> [Document extract]
----------
Blood volume monitoring (BVM) is an integrated function in both HD systems for monitoring relative blood volume (RBV) and managing the UF rate during treatment by employing feedback control. The BVM measures blood density based on the velocity of ultrasound pulses traveling through a cuvette with precise dimensions, which is part of the arterial blood line.18 As a consequence of ultrafiltration, blood density changes, and with that, ultrasound velocity, which makes it possible to derive blood volume relative to the pre-dialysis state.19,20

The UF control algorithm in the BVM implements the critical RBV concept, in which an automatic feedback loop controls the ultrafiltration rate (UFR) to continuously maintain the RBV above a predefined value for the respective treatment (RBVcrit). At treatment start, it applies twice the mean UFR as defined for the respective treatment. This rate is reduced as the session progresses, particularly when the RBV approaches the RBVcrit initially set by the user.16,20 If RBV rises above RBVcrit due to vascular refilling, the UFR increases.

Patients received their regular treatment as prescribed by their attending physicians. Clinical practice at the study center was to set RBVcrit at 90% when a patient started treatment with blood volume–guided UF, and then to adjust upward or downward on an individual basis later, depending on whether the patient developed hypotonic episodes or was volume overloaded. Throughout the four-week study phase using the 6008 CAREsystem, RBVcrit and other treatment parameters should have been unchanged from the preceding treatment using the 5008 therapy system.

Retrospective data from each four-week treatment period with the 5008 therapy system, with and without applying the BVM, were recorded from available clinical records. During the four-week treatment using the 6008 CAREsystem with the BVM, data were collected prospectively.

The dialysis dose, Kt/V, was determined noninvasively for each treatment with On-line Clearance Monitoring (OCM)21 integrated into both HD systems.

In addition, treatment data (blood flow rate, dialysate flow rate, treatment time, substitution flow rate in case of on-line HDF, mean ultrafiltration rate and ultrafiltration volume), pre- and post-dialysis blood pressure and heart rate were documented. Except for the HD system, no change in treatment parameters was foreseen when switching from 5008+ to 6008+.

Fluid status was assessed with bioimpedance spectroscopy using the Body Composition Monitor (BCM, Fresenius Medical Care, Bad Homburg, Germany).11,22 Routinely, the study center used to perform BCM measurements as clinically required to guide UF based on volume status. For the two retrospective phases of the study, single BCM measurements taken at any time during each of the four-week phases were extracted from the patient record. During the prospective phase, BCM measurements took place as single pre-dialysis measurements at the midweek session of week 4.
----------
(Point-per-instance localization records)

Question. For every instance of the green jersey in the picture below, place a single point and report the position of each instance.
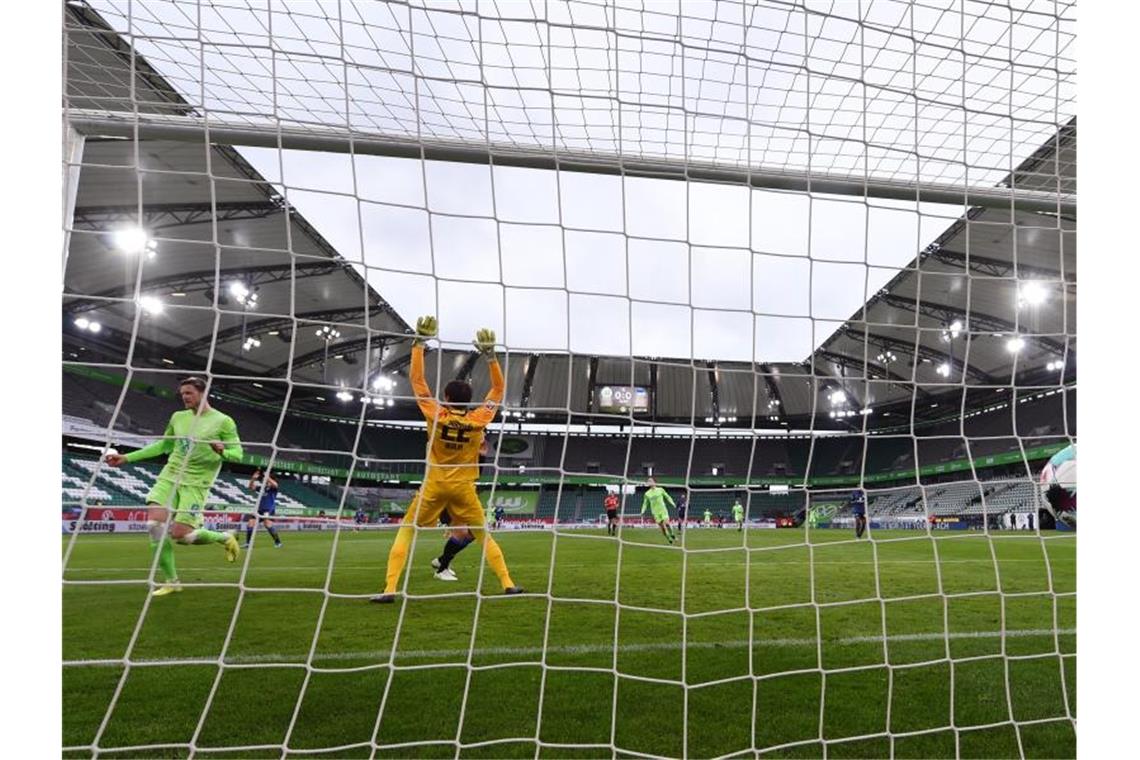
(654, 501)
(192, 460)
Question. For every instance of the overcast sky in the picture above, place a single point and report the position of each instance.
(561, 260)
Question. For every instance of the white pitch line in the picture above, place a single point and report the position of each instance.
(594, 648)
(763, 563)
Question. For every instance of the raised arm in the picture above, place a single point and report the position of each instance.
(149, 451)
(425, 328)
(485, 342)
(228, 446)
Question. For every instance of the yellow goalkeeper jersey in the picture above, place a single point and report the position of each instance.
(454, 435)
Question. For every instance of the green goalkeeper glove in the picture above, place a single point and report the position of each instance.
(425, 328)
(485, 342)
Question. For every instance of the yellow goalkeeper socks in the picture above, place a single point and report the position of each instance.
(498, 564)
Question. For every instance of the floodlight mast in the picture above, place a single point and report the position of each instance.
(193, 129)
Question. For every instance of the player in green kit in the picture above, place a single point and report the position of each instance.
(197, 440)
(738, 515)
(654, 501)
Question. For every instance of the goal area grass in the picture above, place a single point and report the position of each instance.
(954, 645)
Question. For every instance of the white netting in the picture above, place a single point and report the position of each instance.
(267, 195)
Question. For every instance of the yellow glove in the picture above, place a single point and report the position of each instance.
(425, 328)
(485, 341)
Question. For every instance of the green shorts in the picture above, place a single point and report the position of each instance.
(187, 501)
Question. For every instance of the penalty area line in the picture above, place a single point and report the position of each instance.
(586, 648)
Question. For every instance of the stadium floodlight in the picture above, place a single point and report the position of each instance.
(245, 296)
(151, 304)
(1032, 294)
(131, 239)
(88, 325)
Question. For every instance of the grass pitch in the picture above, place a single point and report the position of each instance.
(790, 644)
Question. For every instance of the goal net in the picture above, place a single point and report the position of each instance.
(799, 274)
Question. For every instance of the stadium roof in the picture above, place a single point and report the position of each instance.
(219, 221)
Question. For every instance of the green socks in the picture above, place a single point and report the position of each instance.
(202, 536)
(165, 558)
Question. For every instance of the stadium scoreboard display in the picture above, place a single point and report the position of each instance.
(620, 399)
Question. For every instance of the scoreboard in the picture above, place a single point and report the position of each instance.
(620, 399)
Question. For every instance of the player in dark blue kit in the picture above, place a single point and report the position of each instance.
(267, 507)
(858, 509)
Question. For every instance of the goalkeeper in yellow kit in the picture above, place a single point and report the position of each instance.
(455, 434)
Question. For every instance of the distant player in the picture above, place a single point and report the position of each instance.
(1058, 490)
(455, 434)
(738, 515)
(611, 513)
(858, 509)
(654, 501)
(197, 440)
(267, 507)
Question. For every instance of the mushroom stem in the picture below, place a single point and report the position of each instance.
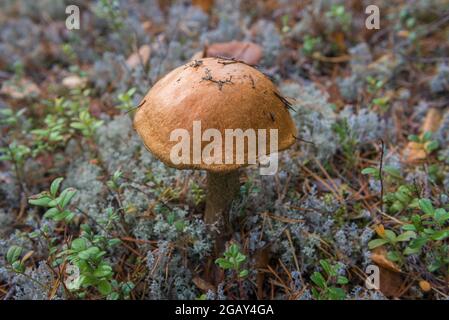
(221, 190)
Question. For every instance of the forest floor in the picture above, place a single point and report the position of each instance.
(365, 194)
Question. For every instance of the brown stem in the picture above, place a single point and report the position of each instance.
(221, 190)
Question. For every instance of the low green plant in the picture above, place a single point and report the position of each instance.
(197, 192)
(428, 228)
(56, 202)
(86, 124)
(326, 283)
(341, 16)
(233, 259)
(10, 117)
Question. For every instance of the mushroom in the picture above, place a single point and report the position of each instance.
(221, 94)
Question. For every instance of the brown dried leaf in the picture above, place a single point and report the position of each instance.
(415, 151)
(391, 283)
(379, 257)
(74, 81)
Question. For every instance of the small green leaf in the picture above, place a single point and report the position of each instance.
(337, 293)
(55, 186)
(318, 279)
(326, 267)
(371, 171)
(13, 254)
(42, 199)
(243, 273)
(114, 242)
(431, 146)
(79, 244)
(441, 215)
(342, 280)
(426, 206)
(390, 236)
(104, 287)
(377, 243)
(440, 235)
(406, 236)
(393, 256)
(427, 136)
(51, 213)
(66, 196)
(103, 270)
(414, 138)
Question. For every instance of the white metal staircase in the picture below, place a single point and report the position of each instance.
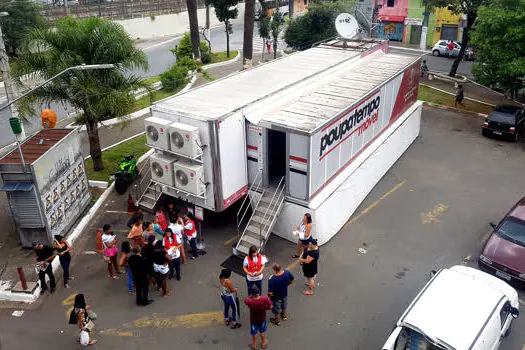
(147, 190)
(265, 204)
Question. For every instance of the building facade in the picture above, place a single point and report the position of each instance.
(391, 15)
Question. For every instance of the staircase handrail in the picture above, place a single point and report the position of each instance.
(258, 183)
(269, 210)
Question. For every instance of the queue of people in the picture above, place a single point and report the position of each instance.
(154, 254)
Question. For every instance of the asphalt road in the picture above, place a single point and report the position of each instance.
(438, 64)
(160, 59)
(431, 210)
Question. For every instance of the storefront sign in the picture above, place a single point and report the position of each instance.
(199, 213)
(413, 21)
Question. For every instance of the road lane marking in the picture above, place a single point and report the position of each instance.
(373, 205)
(197, 320)
(432, 216)
(467, 259)
(231, 240)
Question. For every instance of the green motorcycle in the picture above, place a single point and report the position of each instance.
(126, 174)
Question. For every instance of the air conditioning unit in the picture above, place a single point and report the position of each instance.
(185, 139)
(157, 133)
(162, 168)
(189, 177)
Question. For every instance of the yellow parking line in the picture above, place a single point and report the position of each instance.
(373, 205)
(113, 331)
(197, 320)
(231, 240)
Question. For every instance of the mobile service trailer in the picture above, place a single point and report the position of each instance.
(310, 132)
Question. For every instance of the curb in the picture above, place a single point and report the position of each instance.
(451, 94)
(445, 77)
(118, 143)
(218, 64)
(430, 104)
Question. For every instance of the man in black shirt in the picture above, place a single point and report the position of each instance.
(140, 268)
(44, 257)
(173, 212)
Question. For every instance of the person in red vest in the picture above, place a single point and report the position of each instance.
(450, 48)
(172, 244)
(191, 234)
(253, 265)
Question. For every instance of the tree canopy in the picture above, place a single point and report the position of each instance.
(459, 7)
(98, 94)
(316, 25)
(499, 41)
(23, 15)
(225, 10)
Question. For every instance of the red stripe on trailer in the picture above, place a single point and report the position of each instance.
(347, 112)
(407, 94)
(348, 163)
(234, 197)
(299, 159)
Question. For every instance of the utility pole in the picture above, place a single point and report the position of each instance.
(8, 83)
(424, 31)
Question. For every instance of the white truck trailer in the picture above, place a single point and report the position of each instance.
(310, 132)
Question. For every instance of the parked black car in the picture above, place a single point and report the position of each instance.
(505, 121)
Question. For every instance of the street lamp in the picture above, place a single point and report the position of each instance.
(74, 68)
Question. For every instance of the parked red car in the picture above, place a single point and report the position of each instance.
(504, 252)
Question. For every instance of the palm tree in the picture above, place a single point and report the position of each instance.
(194, 29)
(247, 46)
(98, 94)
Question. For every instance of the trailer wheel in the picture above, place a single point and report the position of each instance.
(121, 185)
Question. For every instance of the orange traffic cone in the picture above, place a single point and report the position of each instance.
(131, 205)
(100, 247)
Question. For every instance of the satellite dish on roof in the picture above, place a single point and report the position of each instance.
(346, 25)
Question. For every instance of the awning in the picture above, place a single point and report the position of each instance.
(390, 18)
(17, 186)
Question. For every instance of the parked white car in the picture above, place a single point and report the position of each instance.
(460, 308)
(440, 49)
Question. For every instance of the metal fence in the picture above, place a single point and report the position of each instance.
(114, 9)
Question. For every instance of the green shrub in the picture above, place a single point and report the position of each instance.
(205, 48)
(174, 78)
(184, 49)
(187, 63)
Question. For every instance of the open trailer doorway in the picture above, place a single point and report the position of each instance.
(276, 146)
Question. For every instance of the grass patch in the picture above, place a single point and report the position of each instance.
(153, 80)
(217, 57)
(111, 158)
(431, 95)
(146, 101)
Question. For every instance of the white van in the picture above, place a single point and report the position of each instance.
(460, 308)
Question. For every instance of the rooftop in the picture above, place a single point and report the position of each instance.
(239, 90)
(453, 296)
(35, 146)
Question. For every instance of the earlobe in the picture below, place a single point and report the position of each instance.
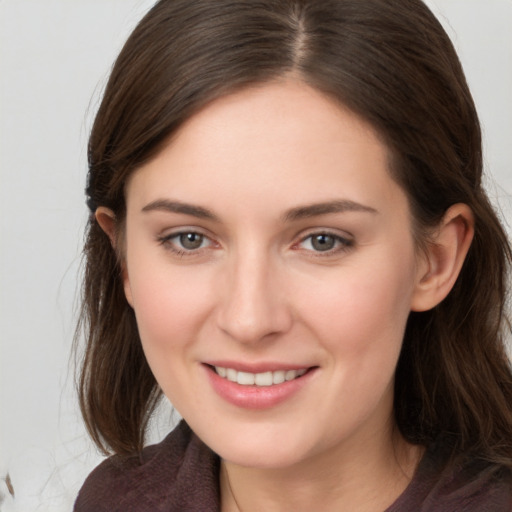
(107, 221)
(106, 218)
(444, 258)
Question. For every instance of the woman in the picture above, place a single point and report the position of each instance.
(290, 240)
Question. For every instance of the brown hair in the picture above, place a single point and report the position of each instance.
(392, 64)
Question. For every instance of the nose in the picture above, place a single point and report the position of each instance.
(253, 305)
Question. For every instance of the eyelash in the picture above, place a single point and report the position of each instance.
(167, 242)
(342, 244)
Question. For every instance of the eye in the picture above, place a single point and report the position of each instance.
(191, 241)
(185, 242)
(325, 243)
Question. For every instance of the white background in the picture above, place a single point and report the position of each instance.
(55, 57)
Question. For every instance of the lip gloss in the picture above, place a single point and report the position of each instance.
(256, 397)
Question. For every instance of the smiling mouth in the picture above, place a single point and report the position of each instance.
(263, 379)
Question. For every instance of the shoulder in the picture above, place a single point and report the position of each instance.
(470, 484)
(180, 473)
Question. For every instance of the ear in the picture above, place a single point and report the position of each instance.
(443, 258)
(107, 221)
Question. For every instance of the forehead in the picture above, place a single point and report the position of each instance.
(278, 144)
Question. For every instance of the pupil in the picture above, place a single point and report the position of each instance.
(323, 242)
(191, 240)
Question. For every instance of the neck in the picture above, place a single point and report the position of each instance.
(368, 476)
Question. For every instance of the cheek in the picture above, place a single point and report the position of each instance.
(363, 309)
(170, 304)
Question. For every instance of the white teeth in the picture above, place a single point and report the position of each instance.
(263, 379)
(244, 378)
(258, 379)
(278, 377)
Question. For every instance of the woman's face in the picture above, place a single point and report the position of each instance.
(269, 241)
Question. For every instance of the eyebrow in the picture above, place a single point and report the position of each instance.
(337, 206)
(179, 207)
(298, 213)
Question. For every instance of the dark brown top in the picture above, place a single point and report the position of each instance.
(182, 474)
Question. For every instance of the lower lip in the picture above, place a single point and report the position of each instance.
(256, 397)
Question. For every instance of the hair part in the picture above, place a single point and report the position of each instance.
(392, 64)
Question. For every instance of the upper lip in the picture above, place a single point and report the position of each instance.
(260, 367)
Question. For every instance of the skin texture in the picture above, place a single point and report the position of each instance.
(257, 291)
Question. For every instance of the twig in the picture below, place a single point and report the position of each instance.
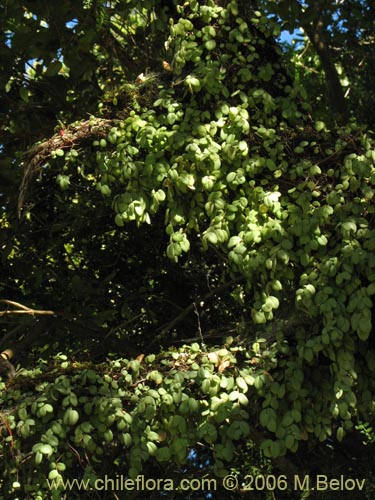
(165, 329)
(22, 309)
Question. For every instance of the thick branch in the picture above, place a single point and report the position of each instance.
(316, 31)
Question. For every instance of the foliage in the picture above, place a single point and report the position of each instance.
(200, 200)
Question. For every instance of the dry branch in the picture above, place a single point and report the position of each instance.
(22, 309)
(72, 137)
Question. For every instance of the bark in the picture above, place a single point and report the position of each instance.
(316, 30)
----------
> [Requirement 1]
Answer these questions from the blood volume monitoring text, one answer per line:
(a) What ultrafiltration rate does the BVM apply at treatment start?
(b) At what value did the study center set RBVcrit when a patient began blood volume–guided UF?
(c) When were BCM measurements taken during the prospective phase?
> [Requirement 2] Quote the part of the blood volume monitoring text that opens with the words containing "In addition, treatment" and closes with "5008+ to 6008+.".

> [Expected answer 1]
(a) Twice the mean UFR defined for the respective treatment.
(b) 90%.
(c) As single pre-dialysis measurements at the midweek session of week 4.

> [Expected answer 2]
In addition, treatment data (blood flow rate, dialysate flow rate, treatment time, substitution flow rate in case of on-line HDF, mean ultrafiltration rate and ultrafiltration volume), pre- and post-dialysis blood pressure and heart rate were documented. Except for the HD system, no change in treatment parameters was foreseen when switching from 5008+ to 6008+.